#### Directive:
According to the film notes, what camera did Nishikawa use to shoot the horse races at the Japanese Derby?

Apollo

Tomonari Nishikawa
USA/Japan | 2003 | 16mm | 6 min

Nishikawa’s senior thesis film was created with rayograms (placing objects on the film in a darkroom) and a still, 35mm film camera that extended the image into the soundtrack area. The result is a film where the projector reads the image as sound, creating a frenetic aural counterpoint to the graphical images he chose.

Market Street

Tomonari Nishikawa
USA | 2005 | 16mm | 5 min

A series of frame-by-frame, Super 8mm Sketch Films which Nishikawa made in graduate school in San Francisco paved the way for this commissioned film, which celebrates A Trip Down Market Street (1906) through a vertiginous reinterpretation. Matching disparate shapes from one frame to the next, Nishikawa uses the shapes of the city to pull the viewer with stunning visual propulsion down San Francisco’s main drag.

Clear Blue Sky

Tomonari Nishikawa
USA | 2006 | Digital | 4 min

For this rare video work, Nishikawa replaced the camera lens in front of the sensor with a slit-like opening, mimicking a camera obscura effect. Through this perspective, he turned the summer frolickers of San Francisco’s Washington Square into streaks of light and shadow.

16-18-4

Tomonari Nishikawa
Japan | 2008 | 35mm | 3 min

Using a 35mm toy photo still camera, which has sixteen lenses, Nishikawa shot the horse races at the Japanese Derby. Shown as a 35mm film, the image is made up of a grid of four shots, repeated across four frames, creating a unique visual rhythm as a portrait of a racecourse.

Lumphini 2552

Tomonari Nishikawa
Thailand | 2009 | 35mm | 3 min

Another film shot on a 35mm still camera, in which the image was used to create the soundtrack. This time, Nishikawa shoots in Lumphini Park in Bangkok, Thailand, where the organic structures of the fauna soften his grid structures, even as his interest in internal image rhythms continuously comes to the fore.

Tokyo - Ebisu

Tomonari Nishikawa
Japan | 2010 | 16mm | 5 min

The intricate, interwoven train lines of Tokyo were an inspiration to shoot a clockwise trip around the JR Yamanote Line. Nishikawa captures the platforms of the first ten stations, re-exposing the film multiple times. Each take exposed a different section of the platform at a different moment in time, with the combined image amplifying the visual energy of commuting.

Shibuya - Tokyo

Tomonari Nishikawa
Japan | 2010 | 16mm | 10 min

A broken camera and a zealous station manager caused Nishikawa to finish his filmic circumnavigation of the JR Yamanote Line a couple of days later. While using the same grid as the previous film, this time he shot the exits of the final twenty stations from morning to night, capturing the incessant activity surrounding the train lines.

45 7 Broadway

Tomonari Nishikawa
USA | 2013 | 16mm | 5 min

The hustle and bustle of Times Square is reinterpreted by Nishikawa through a “three-strip” colour separation technique akin to Technicolor. He filmed each shot three times through red, green, and blue colour filters on black-and-white film and then re-composed the shot on an optical printer. When objects overlap, they reach “full-colour,” but the constant movement ensures the colour never truly resolves.

#### Material supplied:

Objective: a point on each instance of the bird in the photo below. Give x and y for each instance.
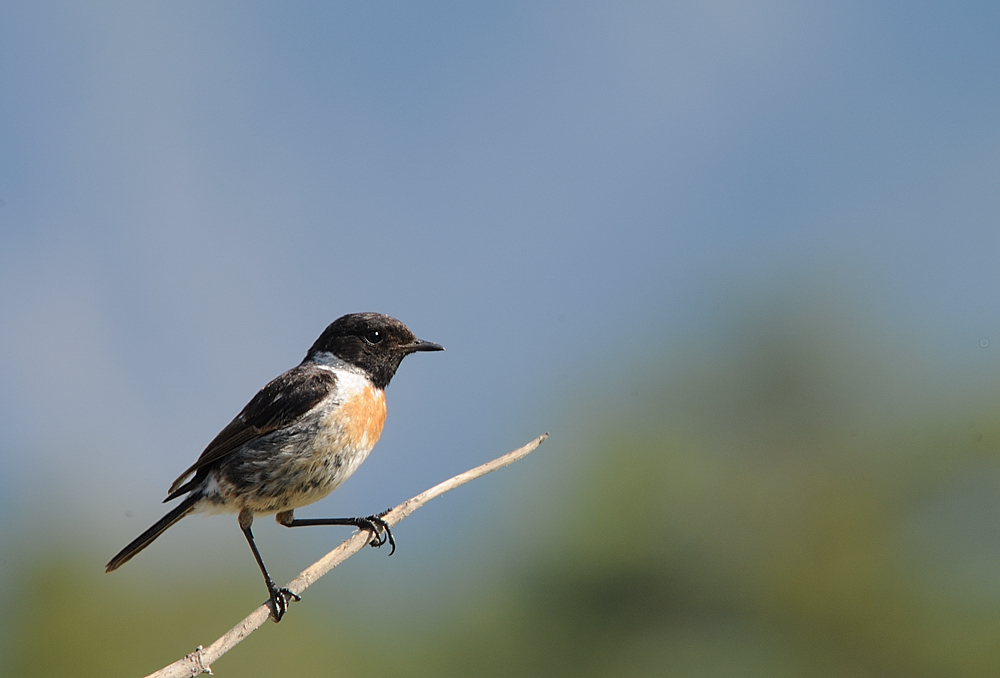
...
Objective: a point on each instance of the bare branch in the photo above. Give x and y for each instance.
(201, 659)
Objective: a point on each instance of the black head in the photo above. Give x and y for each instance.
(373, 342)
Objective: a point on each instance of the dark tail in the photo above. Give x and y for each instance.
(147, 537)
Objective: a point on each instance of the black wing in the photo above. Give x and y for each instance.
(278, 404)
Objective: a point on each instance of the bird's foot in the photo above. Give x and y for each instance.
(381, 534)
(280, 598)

#### Response to the exercise:
A 35mm toy photo still camera with sixteen lenses.